**THE PROBLEM:**
Format all of the records below as a numbered list, dropping any blank lines. Please keep the pictures out of your answer.

(Rows from a dataset for labeling boxes)

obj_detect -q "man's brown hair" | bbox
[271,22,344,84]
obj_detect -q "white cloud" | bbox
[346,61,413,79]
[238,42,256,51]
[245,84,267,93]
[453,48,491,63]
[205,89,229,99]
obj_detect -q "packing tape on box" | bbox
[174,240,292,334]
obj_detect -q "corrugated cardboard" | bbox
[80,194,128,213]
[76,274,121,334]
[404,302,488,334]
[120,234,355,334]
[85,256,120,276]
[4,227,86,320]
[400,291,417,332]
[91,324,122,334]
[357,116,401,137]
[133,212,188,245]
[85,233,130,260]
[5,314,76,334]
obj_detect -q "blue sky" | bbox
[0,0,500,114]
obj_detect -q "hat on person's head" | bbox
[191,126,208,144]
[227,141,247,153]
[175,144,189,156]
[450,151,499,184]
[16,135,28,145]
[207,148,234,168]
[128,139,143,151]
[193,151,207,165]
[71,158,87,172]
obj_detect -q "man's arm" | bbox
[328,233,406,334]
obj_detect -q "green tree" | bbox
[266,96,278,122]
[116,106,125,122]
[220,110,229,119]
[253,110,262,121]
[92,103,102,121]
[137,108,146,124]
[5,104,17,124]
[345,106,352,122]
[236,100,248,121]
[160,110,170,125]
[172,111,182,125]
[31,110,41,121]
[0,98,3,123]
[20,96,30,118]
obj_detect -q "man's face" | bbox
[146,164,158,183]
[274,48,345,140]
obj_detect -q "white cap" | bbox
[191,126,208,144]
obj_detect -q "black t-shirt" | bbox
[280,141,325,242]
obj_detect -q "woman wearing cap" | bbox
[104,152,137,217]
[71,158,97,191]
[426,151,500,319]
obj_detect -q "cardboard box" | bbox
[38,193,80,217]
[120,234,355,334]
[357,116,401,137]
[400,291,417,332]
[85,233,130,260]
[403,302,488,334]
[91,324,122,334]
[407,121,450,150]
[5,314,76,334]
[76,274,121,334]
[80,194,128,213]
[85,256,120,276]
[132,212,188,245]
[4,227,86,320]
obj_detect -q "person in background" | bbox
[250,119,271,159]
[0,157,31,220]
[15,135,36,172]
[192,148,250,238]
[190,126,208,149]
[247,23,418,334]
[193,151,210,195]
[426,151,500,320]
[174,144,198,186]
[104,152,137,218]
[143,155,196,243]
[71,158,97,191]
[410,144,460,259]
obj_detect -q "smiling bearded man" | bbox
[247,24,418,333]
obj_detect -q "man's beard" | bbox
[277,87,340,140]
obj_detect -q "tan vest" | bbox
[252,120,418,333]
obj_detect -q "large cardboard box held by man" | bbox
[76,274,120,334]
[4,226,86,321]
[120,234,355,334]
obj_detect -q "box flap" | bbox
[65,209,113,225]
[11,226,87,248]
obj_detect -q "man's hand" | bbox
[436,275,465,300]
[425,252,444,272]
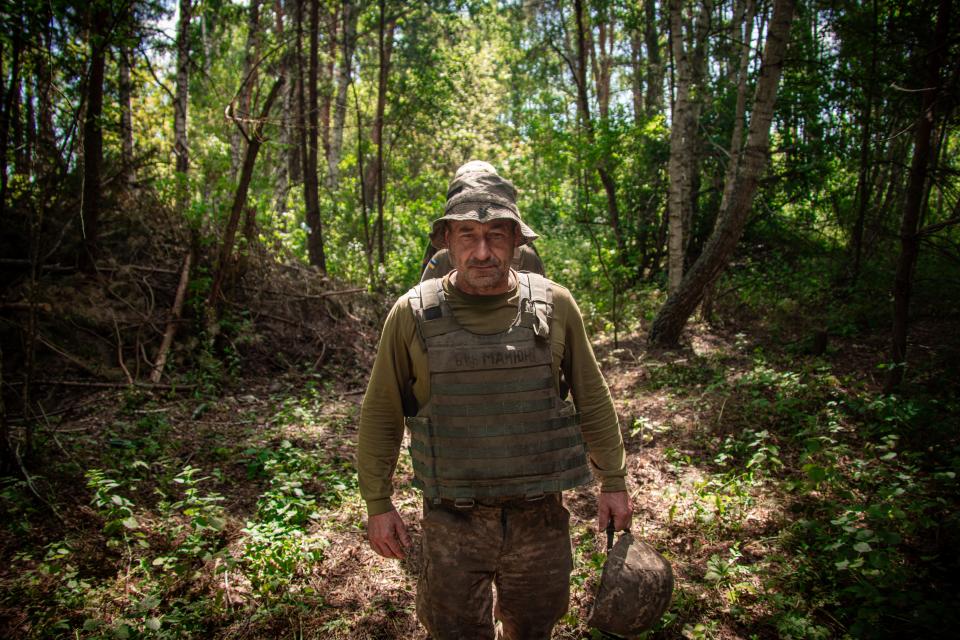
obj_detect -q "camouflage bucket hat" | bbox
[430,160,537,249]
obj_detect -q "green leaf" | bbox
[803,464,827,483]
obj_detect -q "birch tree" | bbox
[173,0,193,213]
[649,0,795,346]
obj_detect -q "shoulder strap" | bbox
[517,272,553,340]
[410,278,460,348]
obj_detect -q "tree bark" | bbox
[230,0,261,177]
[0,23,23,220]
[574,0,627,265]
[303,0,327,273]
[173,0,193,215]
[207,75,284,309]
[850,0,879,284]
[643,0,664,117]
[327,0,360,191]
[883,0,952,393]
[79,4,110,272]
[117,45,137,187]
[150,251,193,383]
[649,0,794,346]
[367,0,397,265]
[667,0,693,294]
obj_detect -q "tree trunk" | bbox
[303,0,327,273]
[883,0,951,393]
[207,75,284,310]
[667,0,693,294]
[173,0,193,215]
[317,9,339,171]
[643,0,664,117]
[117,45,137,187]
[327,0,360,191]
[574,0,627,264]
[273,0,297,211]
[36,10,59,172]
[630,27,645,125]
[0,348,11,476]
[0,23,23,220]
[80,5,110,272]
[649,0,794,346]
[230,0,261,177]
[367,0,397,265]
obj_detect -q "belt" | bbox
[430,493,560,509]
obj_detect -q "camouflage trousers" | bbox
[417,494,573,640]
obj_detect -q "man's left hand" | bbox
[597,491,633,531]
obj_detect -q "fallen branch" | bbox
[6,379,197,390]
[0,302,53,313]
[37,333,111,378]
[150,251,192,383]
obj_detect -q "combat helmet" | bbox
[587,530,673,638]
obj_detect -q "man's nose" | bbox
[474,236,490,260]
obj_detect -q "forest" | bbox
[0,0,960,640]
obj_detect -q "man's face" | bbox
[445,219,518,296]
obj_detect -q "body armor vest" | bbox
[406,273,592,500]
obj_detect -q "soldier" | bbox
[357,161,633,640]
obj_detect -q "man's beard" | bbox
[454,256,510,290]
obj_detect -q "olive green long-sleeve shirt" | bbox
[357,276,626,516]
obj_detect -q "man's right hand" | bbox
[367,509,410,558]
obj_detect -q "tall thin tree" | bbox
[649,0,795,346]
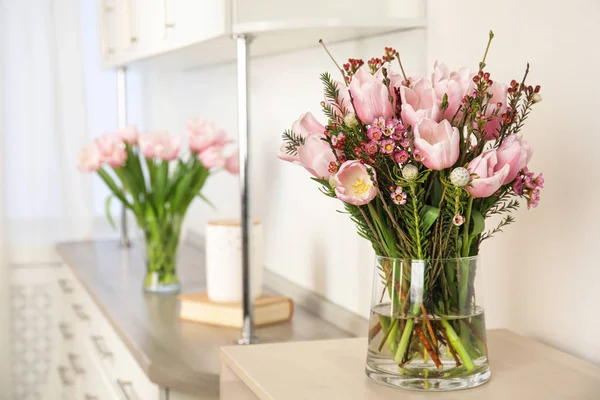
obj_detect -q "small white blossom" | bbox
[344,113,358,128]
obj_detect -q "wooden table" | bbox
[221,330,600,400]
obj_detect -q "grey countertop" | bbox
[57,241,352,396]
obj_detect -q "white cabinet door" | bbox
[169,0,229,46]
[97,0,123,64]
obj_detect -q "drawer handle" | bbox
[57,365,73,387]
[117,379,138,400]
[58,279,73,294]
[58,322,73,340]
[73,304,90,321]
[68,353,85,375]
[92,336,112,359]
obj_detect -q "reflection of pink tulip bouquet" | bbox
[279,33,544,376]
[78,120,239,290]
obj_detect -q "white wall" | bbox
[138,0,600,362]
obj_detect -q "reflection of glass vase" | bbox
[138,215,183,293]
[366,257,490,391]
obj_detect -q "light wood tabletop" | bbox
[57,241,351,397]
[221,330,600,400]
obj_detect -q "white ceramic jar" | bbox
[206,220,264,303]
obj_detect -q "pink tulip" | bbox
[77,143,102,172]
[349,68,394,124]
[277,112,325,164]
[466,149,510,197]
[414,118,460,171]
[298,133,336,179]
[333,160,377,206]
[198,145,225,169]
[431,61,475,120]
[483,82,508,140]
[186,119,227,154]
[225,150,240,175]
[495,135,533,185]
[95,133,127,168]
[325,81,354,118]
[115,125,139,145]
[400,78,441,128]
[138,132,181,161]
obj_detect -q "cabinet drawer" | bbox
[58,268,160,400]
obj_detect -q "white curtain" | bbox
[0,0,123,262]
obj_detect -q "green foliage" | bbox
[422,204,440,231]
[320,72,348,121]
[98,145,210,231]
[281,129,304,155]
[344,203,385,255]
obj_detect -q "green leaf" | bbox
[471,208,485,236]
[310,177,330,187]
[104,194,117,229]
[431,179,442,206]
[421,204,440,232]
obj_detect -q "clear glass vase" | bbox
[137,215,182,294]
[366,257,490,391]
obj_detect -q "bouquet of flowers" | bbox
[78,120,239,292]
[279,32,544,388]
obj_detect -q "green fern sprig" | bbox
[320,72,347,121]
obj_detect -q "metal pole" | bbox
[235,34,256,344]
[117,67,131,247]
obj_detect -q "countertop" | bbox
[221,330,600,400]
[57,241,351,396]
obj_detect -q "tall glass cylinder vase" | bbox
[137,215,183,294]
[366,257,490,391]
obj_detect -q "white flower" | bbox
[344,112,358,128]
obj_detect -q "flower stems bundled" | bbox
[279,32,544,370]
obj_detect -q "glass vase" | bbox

**FINISHED ANSWER:**
1. obj_detect -q "man's brown hair" | bbox
2. [271,22,344,84]
3. obj_detect -q "white cloud" | bbox
4. [346,61,413,79]
5. [238,42,256,51]
6. [245,84,267,93]
7. [453,48,491,63]
8. [205,89,229,99]
9. obj_detect -q "packing tape on box" | bbox
10. [174,240,292,334]
11. obj_detect -q "corrugated cardboard" | bbox
12. [80,194,128,213]
13. [76,274,121,334]
14. [404,302,488,334]
15. [120,234,355,334]
16. [85,256,120,276]
17. [4,227,86,320]
18. [400,291,417,332]
19. [91,324,122,334]
20. [357,116,401,137]
21. [133,212,188,245]
22. [85,233,130,260]
23. [5,314,76,334]
24. obj_detect -q "blue sky" | bbox
25. [0,0,500,114]
26. obj_detect -q "hat on person's head" | bbox
27. [191,126,208,144]
28. [227,141,247,153]
29. [175,144,189,156]
30. [450,151,499,184]
31. [16,135,28,145]
32. [207,148,234,168]
33. [128,139,143,151]
34. [193,151,207,165]
35. [71,158,87,172]
36. obj_detect -q "man's arm" | bbox
37. [328,233,406,334]
38. obj_detect -q "green tree" | bbox
39. [266,96,278,122]
40. [116,106,125,122]
41. [220,110,229,119]
42. [253,110,262,121]
43. [92,103,102,121]
44. [137,108,146,124]
45. [5,104,17,124]
46. [345,106,352,122]
47. [236,100,248,121]
48. [160,110,170,125]
49. [172,111,182,125]
50. [31,110,41,121]
51. [0,98,3,123]
52. [20,96,30,118]
53. obj_detect -q "man's face" | bbox
54. [146,164,158,183]
55. [274,48,345,140]
56. obj_detect -q "white cap" | bbox
57. [191,126,208,144]
58. obj_detect -q "black t-shirt" | bbox
59. [280,141,325,242]
60. obj_detect -q "woman wearing cap" | bbox
61. [104,152,137,217]
62. [71,158,97,191]
63. [426,151,500,319]
64. obj_detect -q "cardboard box" | bbox
65. [38,193,80,217]
66. [120,234,355,334]
67. [357,116,401,137]
68. [400,291,417,332]
69. [85,233,130,260]
70. [403,302,488,334]
71. [91,324,122,334]
72. [407,121,450,150]
73. [5,314,76,334]
74. [76,274,121,334]
75. [80,194,128,213]
76. [85,256,120,276]
77. [132,212,188,245]
78. [4,227,86,320]
79. obj_detect -q "person in background" | bbox
80. [250,119,271,159]
81. [0,157,31,220]
82. [15,135,36,172]
83. [192,148,250,238]
84. [190,126,208,149]
85. [247,23,418,334]
86. [193,151,210,195]
87. [426,151,500,320]
88. [174,144,198,186]
89. [104,152,137,218]
90. [143,155,196,243]
91. [71,158,97,191]
92. [410,144,460,259]
93. obj_detect -q "smiling bearded man" | bbox
94. [247,24,418,333]
95. obj_detect -q "man's beard" | bbox
96. [277,87,340,140]
97. obj_detect -q "tan vest" | bbox
98. [252,120,418,333]
99. obj_detect -q "large cardboard box held by man" | bbox
100. [76,274,120,334]
101. [4,226,86,321]
102. [120,234,355,334]
103. obj_detect -q "box flap" | bbox
104. [65,209,113,225]
105. [11,226,87,248]
106. obj_detect -q "man's hand" | bbox
107. [436,275,465,300]
108. [425,252,444,272]
109. obj_detect -q "camouflage bucket hat" | bbox
110. [430,160,537,249]
111. obj_detect -q "green leaf" | bbox
112. [803,464,827,483]
113. obj_detect -q "birch tree" | bbox
114. [173,0,193,213]
115. [649,0,795,346]
116. obj_detect -q "shoulder strap" | bbox
117. [517,272,553,340]
118. [410,278,460,348]
119. obj_detect -q "tree bark" | bbox
120. [230,0,261,177]
121. [0,23,23,220]
122. [574,0,627,265]
123. [303,0,327,273]
124. [173,0,193,215]
125. [207,75,284,309]
126. [850,0,879,284]
127. [643,0,664,117]
128. [327,0,360,191]
129. [883,0,952,393]
130. [79,4,110,272]
131. [117,45,137,187]
132. [150,251,193,383]
133. [649,0,794,346]
134. [367,0,397,265]
135. [667,0,693,294]
136. obj_detect -q "tree trunk" | bbox
137. [303,0,327,273]
138. [883,0,951,393]
139. [207,75,284,310]
140. [667,0,693,294]
141. [173,0,193,215]
142. [317,9,339,171]
143. [643,0,664,117]
144. [117,45,137,187]
145. [327,0,360,191]
146. [574,0,627,264]
147. [273,0,297,211]
148. [36,10,59,172]
149. [630,27,645,125]
150. [0,348,11,476]
151. [0,23,23,220]
152. [80,5,110,272]
153. [649,0,794,346]
154. [230,0,261,177]
155. [367,0,397,265]
156. obj_detect -q "belt" | bbox
157. [430,493,560,509]
158. obj_detect -q "camouflage trousers" | bbox
159. [417,494,573,640]
160. obj_detect -q "man's left hand" | bbox
161. [597,491,633,531]
162. obj_detect -q "fallen branch" | bbox
163. [6,379,197,390]
164. [0,302,53,313]
165. [37,333,111,378]
166. [150,251,192,383]
167. obj_detect -q "combat helmet" | bbox
168. [587,530,673,638]
169. obj_detect -q "man's nose" | bbox
170. [474,236,490,260]
171. obj_detect -q "forest" | bbox
172. [0,0,960,640]
173. obj_detect -q "man's face" | bbox
174. [445,219,518,296]
175. obj_detect -q "body armor vest" | bbox
176. [406,273,592,500]
177. obj_detect -q "soldier" | bbox
178. [357,161,633,640]
179. obj_detect -q "man's beard" | bbox
180. [454,256,510,290]
181. obj_detect -q "olive green long-sleeve shirt" | bbox
182. [357,276,626,516]
183. obj_detect -q "man's right hand" | bbox
184. [367,509,410,558]
185. obj_detect -q "tall thin tree" | bbox
186. [649,0,795,346]
187. obj_detect -q "small white blossom" | bbox
188. [344,113,358,128]
189. obj_detect -q "wooden table" | bbox
190. [221,330,600,400]
191. obj_detect -q "grey countertop" | bbox
192. [57,241,352,396]
193. obj_detect -q "white cabinet door" | bbox
194. [169,0,229,46]
195. [97,0,123,64]
196. obj_detect -q "drawer handle" | bbox
197. [57,365,73,387]
198. [117,379,138,400]
199. [58,279,73,294]
200. [58,322,73,340]
201. [73,304,90,321]
202. [68,353,85,375]
203. [92,336,112,359]
204. obj_detect -q "reflection of pink tulip bouquet" | bbox
205. [279,33,544,376]
206. [78,120,239,290]
207. obj_detect -q "white wall" | bbox
208. [138,0,600,362]
209. obj_detect -q "reflection of glass vase" | bbox
210. [138,215,183,293]
211. [366,257,490,391]
212. obj_detect -q "light wood tabletop" | bbox
213. [57,241,351,397]
214. [221,330,600,400]
215. obj_detect -q "white ceramic jar" | bbox
216. [206,220,264,303]
217. obj_detect -q "pink tulip" | bbox
218. [77,143,102,172]
219. [349,68,394,124]
220. [277,112,325,164]
221. [466,149,510,197]
222. [414,118,460,171]
223. [298,133,336,179]
224. [333,160,377,206]
225. [198,145,225,169]
226. [431,61,475,120]
227. [483,82,508,140]
228. [186,119,227,154]
229. [225,150,240,175]
230. [495,135,533,185]
231. [95,133,127,168]
232. [325,81,354,118]
233. [115,125,139,145]
234. [400,78,441,128]
235. [138,132,181,161]
236. obj_detect -q "cabinet drawer" | bbox
237. [58,268,160,400]
238. obj_detect -q "white curtain" | bbox
239. [0,0,123,262]
240. obj_detect -q "green foliage" | bbox
241. [422,204,440,231]
242. [320,72,348,121]
243. [98,145,210,231]
244. [281,129,304,155]
245. [344,203,385,255]
246. obj_detect -q "green leaf" | bbox
247. [471,208,485,236]
248. [310,177,330,187]
249. [104,194,117,229]
250. [431,179,442,206]
251. [421,204,440,232]
252. obj_detect -q "clear glass vase" | bbox
253. [137,215,182,294]
254. [366,257,490,391]
255. obj_detect -q "bouquet of flowers" | bbox
256. [78,120,239,292]
257. [279,32,544,388]
258. obj_detect -q "green fern sprig" | bbox
259. [320,72,347,121]
260. obj_detect -q "metal pole" | bbox
261. [235,34,256,344]
262. [117,67,131,247]
263. obj_detect -q "countertop" | bbox
264. [221,330,600,400]
265. [57,241,351,396]
266. obj_detect -q "tall glass cylinder vase" | bbox
267. [137,215,183,294]
268. [366,257,490,391]
269. obj_detect -q "white flower" | bbox
270. [344,112,358,128]
271. obj_detect -q "flower stems bundled" | bbox
272. [279,32,544,370]
273. obj_detect -q "glass vase" | bbox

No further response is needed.